# CONJUNTO DE TAREFAS:
a – Responda com base no texto sobre a declaração dos apoios da indústria farmacêutica:
(i) Desde que mês a alteração ao Estatuto do Medicamento obriga os profissionais de saúde a divulgar os apoios dos laboratórios?
(ii) Qual é o prazo para a declaração?
(iii) Junto de que comissão a Ordem dos Médicos vai pedir esclarecimentos sobre a "potencial ilegalidade no tratamento de dados"?
b – Retome o texto sobre a declaração dos apoios da indústria farmacêutica a partir da última frase apresentada.

Alguns médicos, poucos, já começaram a declarar patrocínios e bens que recebem da indústria farmacêutica, mas a Ordem que os representa vai pedir ao provedor de Justiça que suscite a inconstitucionalidade da alteração ao Estatuto do Medicamento que, desde Fevereiro, obriga os profissionais de saúde a divulgar os apoios dos laboratórios.

A sétima alteração ao Estatuto do Medicamento estipula que os profissionais de saúde, as sociedades científicas e as associações de doentes passam a ter de declarar publicamente todos os apoios, directos ou indirectos, que receberam da indústria farmacêutica na página electrónica do Infarmed. O prazo para a declaração é de 30 dias e as multas podem chegar aos 45 mil euros, no caso de pessoas colectivas.

A Ordem dos Médicos (OM) prepara-se para contrariar as novas orientações, não só pedindo ao provedor de Justiça que peça ao Tribunal Constitucional para se pronunciar, mas também solicitando esclarecimentos sobre a “potencial ilegalidade no tratamento de dados” junto da Comissão Nacional de Protecção de Dados. Pelo menos é neste sentido que aponta um dos dois pareceres do departamento jurídico da OM divulgado no site da instituição. A Ordem “já deu a devida sequência às conclusões do parecer” que recomenda que a questão da inconstitucionalidade seja levantada junto do provedor de Justiça, refere a nota.

# CONTEÚDO DO MATERIAL:
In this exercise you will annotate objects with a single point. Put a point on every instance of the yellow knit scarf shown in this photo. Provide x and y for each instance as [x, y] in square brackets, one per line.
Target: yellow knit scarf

# LISTA DE RESPOSTAS:
a –
(i) Fevereiro.
(ii) 30 dias.
(iii) Comissão Nacional de Protecção de Dados.

b –
O consultor jurídico Vasco Coelho, que assina um dos pareceres, defende que o dever de registar todos os apoios recebidos da indústria farmacêutica pode colidir com, “pelo menos, dois princípios constitucionais”. Poderá estar aqui em causa, sustenta, a violação do princípio da igualdade (porque o mesmo tipo de mesma exigência não é feito a outros cidadãos, como os deputados, por exemplo) e a violação do direito ao bom-nome e reputação (porque a publicitação do registo “faz cair sobre o médico a suspeita de que exerce a sua profissão condicionado pelos apoios que lhe são concedidos”).

O jurista nota também que não está assegurada aos profissional de saúde o direito de correcção dos dados colocados no registo pelas empresas e sugere que estas questões sejam levadas ao Conselho Nacional das Ordens Profissionais para uma eventual tomada de posição institucional.

Entretanto, na página electrónica da Autoridade Nacional do Medicamento (Infarmed), que ficou incumbida de criar uma plataforma para a divulgação destes dados, já há médicos a declarar que receberam bens e patrocínios. Os valores declarados são muito díspares: há quem admita que recebeu um bem no valor de 10 cêntimos e quem divulgue patrocínios da ordem dos 2650 euros (a quantia mais alta registada até esta terça-feira).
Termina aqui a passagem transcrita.